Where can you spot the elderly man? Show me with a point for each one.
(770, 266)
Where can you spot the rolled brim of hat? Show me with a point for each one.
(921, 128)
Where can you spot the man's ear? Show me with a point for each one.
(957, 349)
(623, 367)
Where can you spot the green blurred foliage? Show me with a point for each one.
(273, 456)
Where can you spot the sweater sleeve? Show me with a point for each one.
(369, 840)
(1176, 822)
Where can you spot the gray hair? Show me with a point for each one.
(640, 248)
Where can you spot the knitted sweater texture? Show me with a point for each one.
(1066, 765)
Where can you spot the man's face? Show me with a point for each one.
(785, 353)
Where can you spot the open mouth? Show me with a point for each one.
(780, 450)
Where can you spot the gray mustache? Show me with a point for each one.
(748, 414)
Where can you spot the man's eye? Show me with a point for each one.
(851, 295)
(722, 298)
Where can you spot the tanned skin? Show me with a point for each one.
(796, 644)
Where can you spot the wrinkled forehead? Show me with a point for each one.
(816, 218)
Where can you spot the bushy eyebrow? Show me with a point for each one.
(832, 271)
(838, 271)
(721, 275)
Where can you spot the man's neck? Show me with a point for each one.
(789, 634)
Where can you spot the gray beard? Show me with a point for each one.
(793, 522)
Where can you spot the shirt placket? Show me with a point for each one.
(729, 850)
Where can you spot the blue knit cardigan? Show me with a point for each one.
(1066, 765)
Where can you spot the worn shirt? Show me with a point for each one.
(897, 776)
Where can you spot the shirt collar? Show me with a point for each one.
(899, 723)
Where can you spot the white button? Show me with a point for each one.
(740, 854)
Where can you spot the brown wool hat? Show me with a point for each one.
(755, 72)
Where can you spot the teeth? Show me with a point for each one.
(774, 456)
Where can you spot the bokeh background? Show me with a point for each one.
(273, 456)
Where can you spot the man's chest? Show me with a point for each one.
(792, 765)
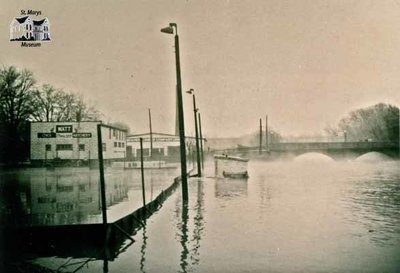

· · · · ·

# Task prompt:
Begin at the line that contains "Where can you spot the tanned" and transcribe every line through the end of the listing, exactly as written. Omit the pictures.

# Exercise result:
Where can you spot the tanned skin? Show me with a point for each one.
(796, 644)
Where can you spot the wrinkled forehead? Show me with a point for each one.
(816, 218)
Where can you spot the bushy eyebrow? Show me with a point for each one.
(832, 271)
(838, 271)
(721, 275)
Where can you spot the man's neck? Show me with a point for each one.
(789, 634)
Where can you spot the gray beard? Show me with a point for each one.
(793, 522)
Where can you spot the shirt placket? Show me with a point for each one.
(729, 850)
Where can you spot the blue knit cardigan? Show me with a point for each one.
(1066, 765)
Where can you spot the worn shirt? Show me with a point for each one.
(897, 776)
Where can you spot the shirt collar? Show me with a point for each one.
(899, 723)
Where can you spot the white button? Show me with a point for each one.
(740, 854)
Where can you spot the brown wool hat? Show me with a point for each one.
(755, 72)
Where can you spot the teeth? Show me with a point for each one.
(774, 456)
Where can you spot the bokeh background? Show me with a point for each one.
(273, 456)
Where can you spot the man's chest? Show me with a point for each one.
(792, 765)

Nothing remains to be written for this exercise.